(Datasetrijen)
>>>

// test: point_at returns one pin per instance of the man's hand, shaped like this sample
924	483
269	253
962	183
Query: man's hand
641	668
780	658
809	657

<<<

**Opdracht:**
Vervang in deze regels "sample" door "example" en geef alle regels verder ongewijzigd terug.

**Het antwoord:**
// test: point_at returns one pin per instance of the man's hand, shaped like this example
924	483
269	253
962	183
Query: man's hand
641	668
780	658
809	657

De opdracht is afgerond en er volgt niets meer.